> [The tasks]
#1 In the article on Martin Luther King Jr.'s religious upbringing, at what age did King officially join Ebenezer Baptist Church?
#2 For each statement, say whether the article on Martin Luther King Jr.'s religious upbringing agrees with it. Answer yes or no and quote the deciding words. (a) King's given name at birth was Michael. (b) King's father served as pastor of Ebenezer Baptist Church. (c) King joined the church mostly because his best friends were joining.
#3 Using the quotation from Time in the article on Martin Luther King Jr.'s religious upbringing, list every religious practice of King's childhood that it names.

> [Supplied passage]
## Begin

When you think of Martin Luther King Jr., what comes to your mind?
For most Americans, it’s likely the marches and speeches — the times when he brought his passion for civil rights to the streets.
But the public activism for which King is so well known wouldn’t have been possible without the quieter moments he spent away from the spotlight studying his Bible and serving in churches. His religious upbringing and work as a pastor shaped him into the unforgettable leader he was to become, experts say.
Martin Luther King Jr.’s religious upbringing
Martin Luther King Jr. was born on Jan. 15, 1929, in Atlanta. At birth, his given name was actually Michael, but his father later changed it to Martin to honor the famed religious reformer Martin Luther, according to Time.
King was raised in a highly religious household under the watchful eye of the Rev. Martin Luther King Sr., who served as pastor of Ebenezer Baptist Church.
“Each day began and ended with family prayer. Martin was required to learn scriptural verse for recitation at evening meals. He went to Sunday school, morning and evening services,” Time reported.
In his autobiography, King praised his parents for raising him in a loving home.
“It is quite easy for me to think of a God of love mainly because I grew up in a family where love was central and where lovely relationships were ever present,” he wrote.
According to his autobiography, King officially joined Ebenezer Baptist Church at age 5. He admitted in the book that he joined mostly because his sister was joining, but added that church had always felt like a second home.
“As far back as I can remember I was in church every Sunday. My best friends were in Sunday school, and it was the Sunday school that helped me to build the capacity for getting along with people,” he wrote.

## End

> [Dataset extract]
## Begin

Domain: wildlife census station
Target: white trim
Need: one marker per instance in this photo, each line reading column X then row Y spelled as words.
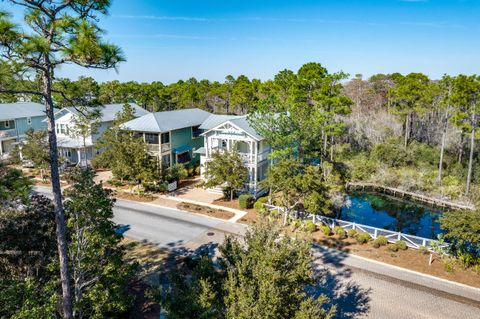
column 218, row 127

## End

> [The responses]
#1 At age 5.

#2
(a) Yes: "At birth, his given name was actually Michael"
(b) Yes: "who served as pastor of Ebenezer Baptist Church"
(c) No: "he joined mostly because his sister was joining"

#3
- Family prayer at the beginning and end of each day
- Learning scriptural verse for recitation at evening meals
- Sunday school
- Morning services
- Evening services